取引所やレンディングサービスによっては少ないデメリットで利用することもできますので、利用する際には利率だけではなく、使いやすさについてもチェックすることをおすすめします。

レンディングで得た報酬にも税金がかかる?
暗号資産(仮想通貨)の売買で利益が出たら、その分が所得になりますが、レンディングで受け取った報酬も所得の一部となり、課税対象となります。
では、レンディングに関する税金で注意しておきたいポイントとして、いくつか解説していきます。
受け取った段階で所得として計算しなければいけない
レンディングの報酬は受け取ったときが所得として計算しなければならないタイミングになります。
その後レンディング報酬を売却した際は、受取時から売却時までの値上がり分をさらに所得として加えることになります。
例えば、ビットコイン(BTC)の価格が1,000万円のときに0.01BTCのレンディング報酬を受け取ったとすると、1,000万×0.01=10万円が受取時の所得となります。また、この10万円は0.01BTCの取得価額(原価)となります。
そして、ビットコインが1,500万円まで値上がりした後に先ほどのレンディング報酬である0.01BTCをすべて売却したとすると、(1500万×0.01) ー 10万 = 5万円が売却による所得となります。

═══

レンディング報酬の課税に関する本文から、「円」を付けて記された金額を重複なくすべて抜き出してください。 ここから先の資料は、上の本文とは独立した別個のものです。

格納データ:
═══

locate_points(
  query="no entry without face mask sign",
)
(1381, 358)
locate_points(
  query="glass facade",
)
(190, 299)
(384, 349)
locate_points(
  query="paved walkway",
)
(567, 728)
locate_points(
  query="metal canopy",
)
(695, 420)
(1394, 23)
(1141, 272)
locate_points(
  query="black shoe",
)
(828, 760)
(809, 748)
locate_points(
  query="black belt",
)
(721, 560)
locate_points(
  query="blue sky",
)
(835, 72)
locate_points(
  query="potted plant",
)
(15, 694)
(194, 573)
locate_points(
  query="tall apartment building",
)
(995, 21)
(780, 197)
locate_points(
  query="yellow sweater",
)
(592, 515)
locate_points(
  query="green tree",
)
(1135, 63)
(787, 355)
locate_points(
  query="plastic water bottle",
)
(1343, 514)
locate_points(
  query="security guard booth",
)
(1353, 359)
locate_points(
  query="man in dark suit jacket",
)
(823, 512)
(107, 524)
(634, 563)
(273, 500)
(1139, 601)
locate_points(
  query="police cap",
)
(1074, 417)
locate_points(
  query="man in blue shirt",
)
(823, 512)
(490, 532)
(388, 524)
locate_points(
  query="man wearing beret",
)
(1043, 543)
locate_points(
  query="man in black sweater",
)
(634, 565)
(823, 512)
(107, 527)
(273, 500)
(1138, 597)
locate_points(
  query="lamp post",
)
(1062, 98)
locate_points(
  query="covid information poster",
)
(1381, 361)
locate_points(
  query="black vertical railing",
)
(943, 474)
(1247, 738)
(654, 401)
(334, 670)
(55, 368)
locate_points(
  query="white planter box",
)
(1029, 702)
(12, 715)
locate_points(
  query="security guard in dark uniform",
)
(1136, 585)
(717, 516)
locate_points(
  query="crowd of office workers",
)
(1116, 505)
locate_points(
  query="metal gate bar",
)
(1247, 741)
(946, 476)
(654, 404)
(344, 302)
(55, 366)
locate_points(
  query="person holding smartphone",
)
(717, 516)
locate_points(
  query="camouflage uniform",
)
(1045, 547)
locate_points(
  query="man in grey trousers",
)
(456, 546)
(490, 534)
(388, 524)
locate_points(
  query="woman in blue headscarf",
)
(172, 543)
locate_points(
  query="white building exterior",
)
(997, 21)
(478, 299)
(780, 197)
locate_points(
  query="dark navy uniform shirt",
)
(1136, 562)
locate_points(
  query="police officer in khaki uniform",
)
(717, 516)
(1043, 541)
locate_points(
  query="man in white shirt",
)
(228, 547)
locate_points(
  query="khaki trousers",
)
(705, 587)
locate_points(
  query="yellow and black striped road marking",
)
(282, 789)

═══

解答: 1,000万円、10万円、1,500万円、5万円